Work instructions: Please give the lines of the records below, from the line containing "on the handrail" through the last line, inclusive, as a JSON list of strings, one string per line, with blank lines left out.

Excerpted records:

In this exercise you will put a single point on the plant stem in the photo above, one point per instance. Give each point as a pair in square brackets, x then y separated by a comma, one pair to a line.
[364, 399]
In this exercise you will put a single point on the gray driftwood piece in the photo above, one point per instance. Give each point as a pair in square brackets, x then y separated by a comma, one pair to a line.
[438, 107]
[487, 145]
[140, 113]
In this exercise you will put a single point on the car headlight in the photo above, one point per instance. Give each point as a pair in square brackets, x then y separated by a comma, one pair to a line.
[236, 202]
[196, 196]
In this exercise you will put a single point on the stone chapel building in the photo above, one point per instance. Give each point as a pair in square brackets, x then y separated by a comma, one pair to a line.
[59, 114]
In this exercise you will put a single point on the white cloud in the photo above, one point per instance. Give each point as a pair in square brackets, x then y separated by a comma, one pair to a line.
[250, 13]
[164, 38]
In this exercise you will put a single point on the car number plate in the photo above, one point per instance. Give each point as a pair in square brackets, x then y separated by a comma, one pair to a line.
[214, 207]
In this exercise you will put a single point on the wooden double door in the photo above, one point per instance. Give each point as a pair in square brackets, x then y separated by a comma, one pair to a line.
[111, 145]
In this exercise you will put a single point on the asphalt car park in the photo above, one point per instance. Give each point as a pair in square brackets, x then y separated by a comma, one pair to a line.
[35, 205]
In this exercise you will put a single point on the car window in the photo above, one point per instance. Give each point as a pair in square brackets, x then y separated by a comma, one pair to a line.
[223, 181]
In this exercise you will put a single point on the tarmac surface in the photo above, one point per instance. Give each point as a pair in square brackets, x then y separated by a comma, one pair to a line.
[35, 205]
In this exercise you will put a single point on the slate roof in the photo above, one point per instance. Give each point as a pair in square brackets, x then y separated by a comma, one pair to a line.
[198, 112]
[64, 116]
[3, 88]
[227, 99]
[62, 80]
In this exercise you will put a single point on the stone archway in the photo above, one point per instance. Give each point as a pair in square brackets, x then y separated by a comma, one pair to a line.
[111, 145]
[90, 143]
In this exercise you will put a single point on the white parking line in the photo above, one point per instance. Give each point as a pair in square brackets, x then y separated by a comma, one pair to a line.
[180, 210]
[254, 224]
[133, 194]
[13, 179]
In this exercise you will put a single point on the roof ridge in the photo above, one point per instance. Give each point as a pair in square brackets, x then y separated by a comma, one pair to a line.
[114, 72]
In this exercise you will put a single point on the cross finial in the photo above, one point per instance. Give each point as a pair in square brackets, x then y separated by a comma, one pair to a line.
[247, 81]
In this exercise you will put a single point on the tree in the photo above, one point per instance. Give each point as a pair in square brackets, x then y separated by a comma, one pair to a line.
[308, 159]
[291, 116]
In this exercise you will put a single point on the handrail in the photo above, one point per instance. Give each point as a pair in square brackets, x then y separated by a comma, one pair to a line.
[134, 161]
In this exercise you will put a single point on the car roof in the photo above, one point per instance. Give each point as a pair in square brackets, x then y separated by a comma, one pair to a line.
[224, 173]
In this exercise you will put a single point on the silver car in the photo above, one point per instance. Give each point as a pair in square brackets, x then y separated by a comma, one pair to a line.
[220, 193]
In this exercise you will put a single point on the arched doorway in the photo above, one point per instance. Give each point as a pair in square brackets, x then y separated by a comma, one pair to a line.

Completed exercise:
[
  "In this exercise you will put a single point on the handrail in the photo above, one point per instance. Give each point as a pair in square brackets, x then y separated by a comma, one pair to a line.",
  "[134, 161]",
  "In this exercise you will put a single point on the car roof in the photo above, one point per instance. Give each point as a pair in square brackets, x then y separated by a comma, one pair to a line.",
  "[224, 173]",
  "In this exercise you will put a single point on the silver car in the photo above, one point per instance. Give each point as a pair in square brackets, x then y separated by a comma, one pair to a line.",
  "[220, 193]",
  "In this exercise you will put a single point on the arched doorway in the photo above, one point per instance. Give each point as a pair in square brackets, x then y separated by a comma, one pair to a line."
]